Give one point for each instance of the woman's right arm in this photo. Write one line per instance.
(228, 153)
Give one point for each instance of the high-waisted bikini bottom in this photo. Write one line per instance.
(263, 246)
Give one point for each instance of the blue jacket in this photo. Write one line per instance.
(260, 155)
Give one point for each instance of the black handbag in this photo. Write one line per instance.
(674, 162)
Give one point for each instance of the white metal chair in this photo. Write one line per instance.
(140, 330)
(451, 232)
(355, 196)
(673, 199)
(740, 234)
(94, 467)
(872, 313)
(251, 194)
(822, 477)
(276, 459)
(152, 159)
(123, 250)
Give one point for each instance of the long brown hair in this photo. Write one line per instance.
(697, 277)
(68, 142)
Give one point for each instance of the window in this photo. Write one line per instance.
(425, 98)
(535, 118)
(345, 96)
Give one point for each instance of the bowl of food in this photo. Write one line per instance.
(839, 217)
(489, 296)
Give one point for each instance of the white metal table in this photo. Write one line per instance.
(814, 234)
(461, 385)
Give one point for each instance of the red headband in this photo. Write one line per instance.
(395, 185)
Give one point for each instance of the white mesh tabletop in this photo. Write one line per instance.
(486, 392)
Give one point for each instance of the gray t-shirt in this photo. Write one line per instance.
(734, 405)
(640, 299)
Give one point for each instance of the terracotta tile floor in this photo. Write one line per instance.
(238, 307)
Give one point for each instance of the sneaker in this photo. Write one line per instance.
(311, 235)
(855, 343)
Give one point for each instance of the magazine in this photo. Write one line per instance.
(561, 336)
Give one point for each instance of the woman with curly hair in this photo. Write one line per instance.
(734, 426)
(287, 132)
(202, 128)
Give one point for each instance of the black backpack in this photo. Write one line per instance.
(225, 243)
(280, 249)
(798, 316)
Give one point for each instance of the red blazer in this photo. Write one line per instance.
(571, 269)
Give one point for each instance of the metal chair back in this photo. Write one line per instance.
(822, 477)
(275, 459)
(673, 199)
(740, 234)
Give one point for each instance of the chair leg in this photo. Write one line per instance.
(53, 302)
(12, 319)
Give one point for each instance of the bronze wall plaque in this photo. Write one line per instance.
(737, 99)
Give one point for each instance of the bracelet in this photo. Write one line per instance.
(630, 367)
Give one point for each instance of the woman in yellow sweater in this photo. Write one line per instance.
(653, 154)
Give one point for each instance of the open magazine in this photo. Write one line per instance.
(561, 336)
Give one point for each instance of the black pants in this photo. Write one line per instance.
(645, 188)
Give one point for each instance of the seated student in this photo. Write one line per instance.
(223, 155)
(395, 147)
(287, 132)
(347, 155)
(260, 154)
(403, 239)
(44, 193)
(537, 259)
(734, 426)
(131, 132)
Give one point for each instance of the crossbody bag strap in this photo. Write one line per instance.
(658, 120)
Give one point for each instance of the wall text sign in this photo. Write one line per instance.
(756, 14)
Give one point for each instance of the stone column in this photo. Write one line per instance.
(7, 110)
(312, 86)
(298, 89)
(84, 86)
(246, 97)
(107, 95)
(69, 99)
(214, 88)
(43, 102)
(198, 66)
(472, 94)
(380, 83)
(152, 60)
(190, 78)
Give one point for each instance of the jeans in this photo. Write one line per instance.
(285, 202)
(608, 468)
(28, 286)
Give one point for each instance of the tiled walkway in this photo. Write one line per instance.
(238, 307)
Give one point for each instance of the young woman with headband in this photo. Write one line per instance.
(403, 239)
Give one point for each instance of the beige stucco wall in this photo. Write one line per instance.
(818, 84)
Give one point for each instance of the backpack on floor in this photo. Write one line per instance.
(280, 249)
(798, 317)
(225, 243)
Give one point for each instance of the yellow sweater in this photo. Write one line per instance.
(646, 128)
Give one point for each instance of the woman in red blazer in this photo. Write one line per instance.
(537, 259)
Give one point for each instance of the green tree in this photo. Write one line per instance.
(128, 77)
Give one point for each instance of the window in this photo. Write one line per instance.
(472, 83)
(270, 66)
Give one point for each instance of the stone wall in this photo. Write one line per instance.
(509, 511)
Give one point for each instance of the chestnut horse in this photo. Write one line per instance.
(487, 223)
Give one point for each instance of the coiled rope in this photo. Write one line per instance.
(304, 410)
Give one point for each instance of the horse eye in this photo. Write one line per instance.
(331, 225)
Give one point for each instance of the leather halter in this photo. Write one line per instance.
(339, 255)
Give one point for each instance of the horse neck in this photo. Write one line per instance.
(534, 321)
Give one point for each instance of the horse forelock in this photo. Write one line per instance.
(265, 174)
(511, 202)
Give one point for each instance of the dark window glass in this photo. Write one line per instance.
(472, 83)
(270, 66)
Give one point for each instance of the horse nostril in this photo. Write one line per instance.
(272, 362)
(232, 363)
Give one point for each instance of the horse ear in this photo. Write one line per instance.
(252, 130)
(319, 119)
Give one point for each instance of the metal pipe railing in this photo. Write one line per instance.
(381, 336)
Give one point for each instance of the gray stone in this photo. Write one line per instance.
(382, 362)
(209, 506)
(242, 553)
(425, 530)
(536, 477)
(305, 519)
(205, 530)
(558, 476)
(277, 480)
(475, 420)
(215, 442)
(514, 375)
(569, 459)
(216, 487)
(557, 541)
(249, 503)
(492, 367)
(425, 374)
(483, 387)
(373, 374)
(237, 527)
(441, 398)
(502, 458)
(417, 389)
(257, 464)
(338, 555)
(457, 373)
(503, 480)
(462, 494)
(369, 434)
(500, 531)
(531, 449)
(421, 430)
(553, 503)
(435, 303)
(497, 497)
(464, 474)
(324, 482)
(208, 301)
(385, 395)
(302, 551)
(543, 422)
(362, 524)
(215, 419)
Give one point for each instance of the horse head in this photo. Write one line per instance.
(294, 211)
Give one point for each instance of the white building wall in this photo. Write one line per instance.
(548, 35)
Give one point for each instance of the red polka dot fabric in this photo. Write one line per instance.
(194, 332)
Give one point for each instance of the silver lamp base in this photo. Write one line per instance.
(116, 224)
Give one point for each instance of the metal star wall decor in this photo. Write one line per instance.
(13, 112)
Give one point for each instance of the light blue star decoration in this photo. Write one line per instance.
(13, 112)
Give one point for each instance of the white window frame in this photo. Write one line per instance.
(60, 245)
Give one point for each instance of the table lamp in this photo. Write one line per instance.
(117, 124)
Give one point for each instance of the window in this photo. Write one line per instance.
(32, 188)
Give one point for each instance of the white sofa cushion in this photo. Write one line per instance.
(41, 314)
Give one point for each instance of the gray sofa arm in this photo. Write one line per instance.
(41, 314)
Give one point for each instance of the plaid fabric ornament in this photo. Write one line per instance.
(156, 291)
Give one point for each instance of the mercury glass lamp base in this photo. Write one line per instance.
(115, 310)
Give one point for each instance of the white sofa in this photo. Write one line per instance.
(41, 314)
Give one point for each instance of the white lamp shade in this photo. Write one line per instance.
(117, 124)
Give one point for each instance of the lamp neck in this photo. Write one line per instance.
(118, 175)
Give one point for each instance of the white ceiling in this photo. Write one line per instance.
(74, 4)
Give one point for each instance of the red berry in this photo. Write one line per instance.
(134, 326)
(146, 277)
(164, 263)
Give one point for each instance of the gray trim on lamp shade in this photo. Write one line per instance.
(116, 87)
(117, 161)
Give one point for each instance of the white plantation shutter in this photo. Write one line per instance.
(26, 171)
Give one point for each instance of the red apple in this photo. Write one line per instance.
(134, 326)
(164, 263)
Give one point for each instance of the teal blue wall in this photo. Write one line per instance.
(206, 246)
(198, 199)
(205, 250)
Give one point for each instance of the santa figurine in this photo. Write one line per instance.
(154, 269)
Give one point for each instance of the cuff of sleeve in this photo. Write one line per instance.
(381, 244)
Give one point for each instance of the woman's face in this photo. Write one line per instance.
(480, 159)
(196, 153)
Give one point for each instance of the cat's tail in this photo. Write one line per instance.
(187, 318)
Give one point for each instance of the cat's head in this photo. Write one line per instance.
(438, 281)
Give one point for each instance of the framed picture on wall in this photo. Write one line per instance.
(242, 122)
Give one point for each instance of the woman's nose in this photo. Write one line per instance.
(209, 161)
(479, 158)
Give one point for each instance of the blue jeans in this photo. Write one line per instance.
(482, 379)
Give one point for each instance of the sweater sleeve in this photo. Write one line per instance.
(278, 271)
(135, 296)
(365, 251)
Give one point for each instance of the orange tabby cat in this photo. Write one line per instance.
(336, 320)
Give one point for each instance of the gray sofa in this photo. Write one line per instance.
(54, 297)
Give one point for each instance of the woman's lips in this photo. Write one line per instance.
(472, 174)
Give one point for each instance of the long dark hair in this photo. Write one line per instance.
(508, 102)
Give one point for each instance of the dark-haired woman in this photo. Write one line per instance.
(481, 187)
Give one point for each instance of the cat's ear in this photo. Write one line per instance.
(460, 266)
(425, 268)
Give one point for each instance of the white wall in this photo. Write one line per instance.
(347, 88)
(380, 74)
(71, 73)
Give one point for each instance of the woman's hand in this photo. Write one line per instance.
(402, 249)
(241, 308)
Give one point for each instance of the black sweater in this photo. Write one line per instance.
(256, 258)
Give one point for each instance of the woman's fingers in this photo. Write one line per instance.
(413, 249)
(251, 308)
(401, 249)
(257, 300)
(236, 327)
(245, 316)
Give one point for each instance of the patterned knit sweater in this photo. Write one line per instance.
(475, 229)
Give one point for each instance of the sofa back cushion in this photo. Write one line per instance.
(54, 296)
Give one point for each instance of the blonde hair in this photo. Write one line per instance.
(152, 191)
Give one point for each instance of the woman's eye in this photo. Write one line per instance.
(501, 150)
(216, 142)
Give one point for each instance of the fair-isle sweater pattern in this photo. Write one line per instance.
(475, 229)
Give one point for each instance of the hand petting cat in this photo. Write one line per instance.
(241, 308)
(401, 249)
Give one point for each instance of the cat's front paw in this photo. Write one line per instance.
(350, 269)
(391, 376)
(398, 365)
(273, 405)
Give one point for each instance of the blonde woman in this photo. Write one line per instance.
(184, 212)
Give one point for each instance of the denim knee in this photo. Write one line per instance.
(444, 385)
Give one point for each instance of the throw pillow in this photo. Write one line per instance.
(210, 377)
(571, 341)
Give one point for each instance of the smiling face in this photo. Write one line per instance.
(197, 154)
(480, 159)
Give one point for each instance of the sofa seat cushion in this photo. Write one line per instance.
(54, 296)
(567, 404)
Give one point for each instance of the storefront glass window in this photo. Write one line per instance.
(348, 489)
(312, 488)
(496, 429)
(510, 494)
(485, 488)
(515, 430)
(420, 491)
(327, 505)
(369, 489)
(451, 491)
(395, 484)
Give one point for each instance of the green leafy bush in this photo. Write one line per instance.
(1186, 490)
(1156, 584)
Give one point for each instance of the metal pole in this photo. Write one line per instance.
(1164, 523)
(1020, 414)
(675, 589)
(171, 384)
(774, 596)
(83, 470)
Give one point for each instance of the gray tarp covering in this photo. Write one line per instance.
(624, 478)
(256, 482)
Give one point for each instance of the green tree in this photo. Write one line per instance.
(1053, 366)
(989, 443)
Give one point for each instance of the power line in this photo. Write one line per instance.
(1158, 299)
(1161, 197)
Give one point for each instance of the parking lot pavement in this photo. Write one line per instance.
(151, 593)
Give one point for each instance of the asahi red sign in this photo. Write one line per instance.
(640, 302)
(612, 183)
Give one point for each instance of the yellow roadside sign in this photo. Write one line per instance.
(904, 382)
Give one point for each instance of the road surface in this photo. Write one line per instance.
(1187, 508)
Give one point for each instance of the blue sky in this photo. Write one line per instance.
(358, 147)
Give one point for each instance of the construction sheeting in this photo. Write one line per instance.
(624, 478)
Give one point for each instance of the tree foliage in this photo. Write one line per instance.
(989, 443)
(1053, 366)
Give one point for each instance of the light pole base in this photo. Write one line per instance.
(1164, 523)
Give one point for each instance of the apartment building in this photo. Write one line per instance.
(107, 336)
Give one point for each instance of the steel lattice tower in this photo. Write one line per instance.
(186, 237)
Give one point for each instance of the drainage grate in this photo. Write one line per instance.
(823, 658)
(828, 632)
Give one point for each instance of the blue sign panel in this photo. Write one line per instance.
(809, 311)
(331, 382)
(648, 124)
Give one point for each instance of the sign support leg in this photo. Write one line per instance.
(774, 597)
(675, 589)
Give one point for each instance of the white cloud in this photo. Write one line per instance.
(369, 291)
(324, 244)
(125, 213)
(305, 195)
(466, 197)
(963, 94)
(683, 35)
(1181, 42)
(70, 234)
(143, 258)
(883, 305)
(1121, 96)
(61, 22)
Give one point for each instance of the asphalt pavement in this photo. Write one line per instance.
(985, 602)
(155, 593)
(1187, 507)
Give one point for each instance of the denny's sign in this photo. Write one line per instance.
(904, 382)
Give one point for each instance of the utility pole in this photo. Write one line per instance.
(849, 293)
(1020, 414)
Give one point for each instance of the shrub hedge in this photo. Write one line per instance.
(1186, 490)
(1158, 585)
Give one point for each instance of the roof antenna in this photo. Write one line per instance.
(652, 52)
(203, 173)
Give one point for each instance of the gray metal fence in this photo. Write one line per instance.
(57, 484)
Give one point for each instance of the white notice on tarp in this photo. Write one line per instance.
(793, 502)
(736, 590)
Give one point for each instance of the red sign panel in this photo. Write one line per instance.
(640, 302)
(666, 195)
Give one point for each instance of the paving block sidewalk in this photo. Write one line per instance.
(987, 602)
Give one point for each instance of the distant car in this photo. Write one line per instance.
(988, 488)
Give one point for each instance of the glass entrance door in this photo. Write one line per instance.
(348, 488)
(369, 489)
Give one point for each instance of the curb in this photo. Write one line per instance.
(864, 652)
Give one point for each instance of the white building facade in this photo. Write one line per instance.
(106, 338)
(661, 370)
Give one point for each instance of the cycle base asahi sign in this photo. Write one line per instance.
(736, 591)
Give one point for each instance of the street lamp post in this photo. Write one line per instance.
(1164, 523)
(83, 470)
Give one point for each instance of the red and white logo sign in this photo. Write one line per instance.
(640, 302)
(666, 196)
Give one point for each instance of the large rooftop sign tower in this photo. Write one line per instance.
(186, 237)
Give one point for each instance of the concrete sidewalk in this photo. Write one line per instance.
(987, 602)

**TASK REQUIREMENTS**
Reproduce exactly the line containing "Give one point for each instance of the utility" and every line after it through the end of the records above, and nothing else.

**EXERCISE RESPONSE**
Give one point for each instance of the utility pole in this photo. Write one line per instance.
(849, 293)
(1020, 414)
Give one point for each instance of the shrub hedge in this photo. Write one line per instance.
(1186, 490)
(1158, 585)
Give one point for each instance of the roof antenna in this photo. Write one line per instance.
(652, 52)
(203, 173)
Give one point for each instance of the gray metal fence in this photo. Write one line per instance.
(57, 484)
Give one point for each instance of the white notice on tarp in this photo. Write one line per instance.
(793, 502)
(736, 590)
Give one point for each instance of the red sign panel in this photo. Write one line per instance.
(640, 302)
(666, 195)
Give one point for each instance of the paving block sidewalk in this photo. Write one line per instance.
(987, 602)
Give one point for each instance of the distant car in this photo. Write one line per instance.
(988, 488)
Give one point for each instance of the glass entrance door in this photo. Write one line per instance.
(348, 488)
(369, 489)
Give one point for each instance of the curb in this photo. Write one line per instance.
(864, 652)
Give one point for each instance of the white building facade in this photo. Write one line per instance.
(106, 338)
(661, 370)
Give one point for each instance of the cycle base asahi sign in this photo. Write one line per instance.
(736, 591)
Give one point for each instance of the street lamp post in this photo. Write one line per instance.
(1164, 523)
(83, 470)
Give one point for each instance of the red and white logo sign in this photo. Write one line per instance.
(640, 302)
(666, 196)
Give one point for each instance of the large rooftop sign tower in this photo. Write one line per instance.
(186, 237)
Give one point for each instance of the concrete sidewalk in this photo. Write one line per instance.
(987, 602)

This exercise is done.